P. 8, l. 82, Pelias’ daughter.]—i.e. Alcestis.
P. 8, l. 92, Paian.]—The Healer. The word survives chiefly as a cry for help and as an epithet or title of Apollo or Asclepios. “Paian,” Latin Paean, is also a cry of victory; but the relation of the two meanings is not quite made out. (Pronounce rather like “Pah-yan.”) Cf. l. 220.
P. 9, l. 112, To wander o’er leagues of land.]—You could sometimes save a sick person by appealing to an oracle, such as that of Apollo in Lycia or of Zeus Ammon in the Libyan desert; but now no sacrifice will help. Only Asclepios, were he still on earth, might have helped us. (See on the Prologue.)
P. 12, l. 150, ’Fore God she dies high-hearted.]—What impresses the Elder is the calm and deliberate way in which Alcestis faces these preparations.
P. 12, l. 162, Before the Hearth-Fire.]—Hestia, the hearth-fire, was a goddess, the Latin Vesta, and is addressed as “Mother.” It is characteristic in Alcestis to think chiefly about happy marriages for the children.

[Referring expression pointing data]
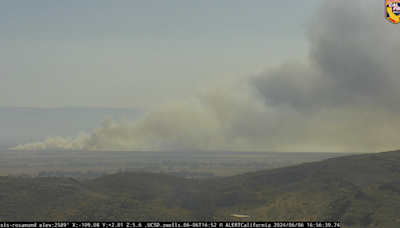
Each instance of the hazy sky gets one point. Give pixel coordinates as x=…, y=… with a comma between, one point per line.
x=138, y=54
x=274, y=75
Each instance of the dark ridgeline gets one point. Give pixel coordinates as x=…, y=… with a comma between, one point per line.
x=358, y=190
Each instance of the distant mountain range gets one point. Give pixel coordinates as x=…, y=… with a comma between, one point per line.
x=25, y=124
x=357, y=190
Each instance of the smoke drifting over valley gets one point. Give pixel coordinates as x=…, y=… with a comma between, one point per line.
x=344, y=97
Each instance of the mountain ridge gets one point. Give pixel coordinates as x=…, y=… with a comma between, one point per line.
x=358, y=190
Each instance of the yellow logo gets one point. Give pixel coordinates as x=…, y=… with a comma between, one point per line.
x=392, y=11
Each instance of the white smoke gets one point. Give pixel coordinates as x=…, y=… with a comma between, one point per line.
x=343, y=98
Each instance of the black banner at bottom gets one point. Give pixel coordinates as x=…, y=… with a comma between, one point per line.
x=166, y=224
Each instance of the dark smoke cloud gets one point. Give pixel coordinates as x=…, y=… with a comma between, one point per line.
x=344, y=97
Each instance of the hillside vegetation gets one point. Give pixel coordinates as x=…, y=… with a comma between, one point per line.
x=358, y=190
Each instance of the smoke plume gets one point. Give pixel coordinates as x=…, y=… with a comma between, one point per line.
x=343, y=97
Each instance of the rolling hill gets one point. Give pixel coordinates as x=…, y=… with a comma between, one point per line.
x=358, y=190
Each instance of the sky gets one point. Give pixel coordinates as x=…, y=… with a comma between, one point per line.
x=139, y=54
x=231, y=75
--
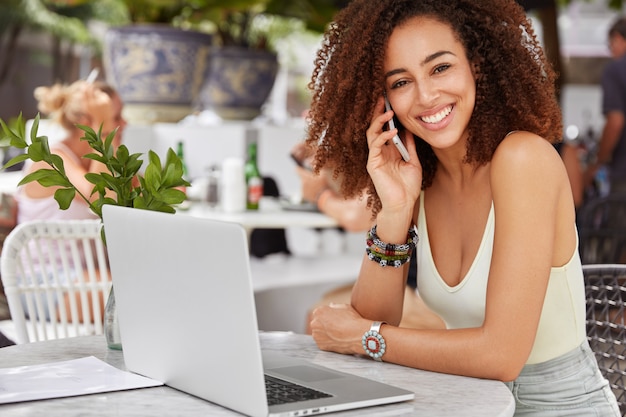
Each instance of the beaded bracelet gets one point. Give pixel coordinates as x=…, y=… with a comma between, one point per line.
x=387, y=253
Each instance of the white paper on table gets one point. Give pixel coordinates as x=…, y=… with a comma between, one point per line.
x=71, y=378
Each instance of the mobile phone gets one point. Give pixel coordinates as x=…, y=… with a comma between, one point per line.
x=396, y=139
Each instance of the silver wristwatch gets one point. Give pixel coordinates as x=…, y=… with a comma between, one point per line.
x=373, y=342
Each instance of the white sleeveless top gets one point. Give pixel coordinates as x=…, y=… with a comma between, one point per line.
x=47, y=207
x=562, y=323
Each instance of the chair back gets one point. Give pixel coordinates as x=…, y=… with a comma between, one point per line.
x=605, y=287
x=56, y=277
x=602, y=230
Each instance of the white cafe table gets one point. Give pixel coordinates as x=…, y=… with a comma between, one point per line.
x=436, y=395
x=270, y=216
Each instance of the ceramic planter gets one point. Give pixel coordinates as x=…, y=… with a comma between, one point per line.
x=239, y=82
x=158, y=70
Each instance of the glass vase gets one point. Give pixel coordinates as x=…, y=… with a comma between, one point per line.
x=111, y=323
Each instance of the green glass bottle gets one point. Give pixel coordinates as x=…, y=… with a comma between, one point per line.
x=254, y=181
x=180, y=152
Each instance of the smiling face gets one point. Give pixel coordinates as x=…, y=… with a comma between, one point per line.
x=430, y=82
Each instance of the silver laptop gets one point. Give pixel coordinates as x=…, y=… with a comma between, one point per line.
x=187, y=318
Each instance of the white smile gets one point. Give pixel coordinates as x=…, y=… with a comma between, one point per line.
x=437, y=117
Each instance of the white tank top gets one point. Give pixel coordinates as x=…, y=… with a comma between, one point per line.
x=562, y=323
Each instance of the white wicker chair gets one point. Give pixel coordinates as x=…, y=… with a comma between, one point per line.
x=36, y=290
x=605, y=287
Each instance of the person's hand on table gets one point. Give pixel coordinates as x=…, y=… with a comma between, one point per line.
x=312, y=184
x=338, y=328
---
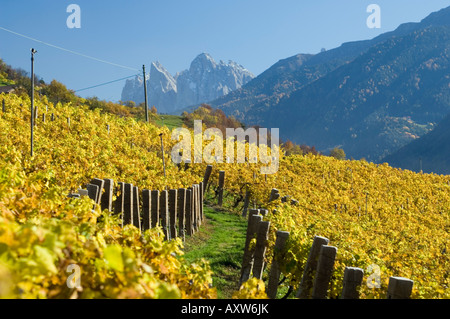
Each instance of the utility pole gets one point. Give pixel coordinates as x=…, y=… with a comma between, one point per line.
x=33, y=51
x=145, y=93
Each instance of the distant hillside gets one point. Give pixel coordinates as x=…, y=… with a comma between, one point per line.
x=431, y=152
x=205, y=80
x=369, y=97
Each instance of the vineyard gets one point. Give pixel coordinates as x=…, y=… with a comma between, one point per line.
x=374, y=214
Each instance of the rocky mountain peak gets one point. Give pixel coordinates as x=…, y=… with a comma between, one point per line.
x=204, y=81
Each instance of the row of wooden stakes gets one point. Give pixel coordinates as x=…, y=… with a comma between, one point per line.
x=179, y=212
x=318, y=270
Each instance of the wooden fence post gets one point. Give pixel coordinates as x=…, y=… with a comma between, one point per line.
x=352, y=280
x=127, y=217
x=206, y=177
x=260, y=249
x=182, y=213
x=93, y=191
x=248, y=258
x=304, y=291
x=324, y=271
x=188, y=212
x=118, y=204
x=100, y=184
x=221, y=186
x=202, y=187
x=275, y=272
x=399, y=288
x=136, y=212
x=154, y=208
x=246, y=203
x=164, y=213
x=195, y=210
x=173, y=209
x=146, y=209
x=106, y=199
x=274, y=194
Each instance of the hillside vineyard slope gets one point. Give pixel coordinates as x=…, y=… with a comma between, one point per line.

COMPLETE THE FOLLOWING >>
1. Set down the passage of the notes on Alcestis from "P. 8, l. 82, Pelias’" to "Cf. l. 220.".
2. Answer these questions from the notes on Alcestis:
(a) What Latin name do the notes give for Hestia?
(b) How do the notes say "Paian" should be pronounced?
(c) According to the notes, what impresses the Elder about Alcestis?
3. Write the next part of the notes on Alcestis, continuing after the last note shown.

ANSWERS PROVIDED >>
1.
P. 8, l. 82, Pelias’ daughter.]—i.e. Alcestis.
P. 8, l. 92, Paian.]—The Healer. The word survives chiefly as a cry for help and as an epithet or title of Apollo or Asclepios. “Paian,” Latin Paean, is also a cry of victory; but the relation of the two meanings is not quite made out. (Pronounce rather like “Pah-yan.”) Cf. l. 220.

2.
(a) Vesta.
(b) Rather like "Pah-yan."
(c) The calm and deliberate way in which she faces these preparations.

3.
P. 12, l. 182, Happier perhaps, more true she cannot be.]—A famous line and open to parody. Cf. Aristophanes, Knights, 1251 ("Another wear this crown instead of me, Happier perhaps; worse thief he cannot be"). And see on l. 367 below.
P. 15, l. 228, Hearts have bled.]—People have committed suicide for less than this.
P. 16, l. 244, O Sun.]—Alcestis has come out to see the Sun and Sky for the last time and say good-bye to them. It is a rite or practice often mentioned in Greek poetry. Her beautiful wandering lines about Charon and his boat are the more natural because she is not dying from any disease but is being mysteriously drawn away by the Powers of Death.
P. 16, l. 252, A boat, two-oared.]—She sees Charon, the boatman who ferried the souls of the dead across the river Styx.
P. 17, l. 259, Drawing, drawing.]—The creature whom she sees drawing her to “the palaces of the dead” is certainly not Charon, who had no wings, but was like an old boatman in a peasant’s cap and sleeveless tunic; nor can he be Hades, the throned King to whose presence she must eventually go. Apparently, therefore, he must be Thanatos, whom we have just seen on the stage. He was evidently supposed to be invisible to ordinary human eyes.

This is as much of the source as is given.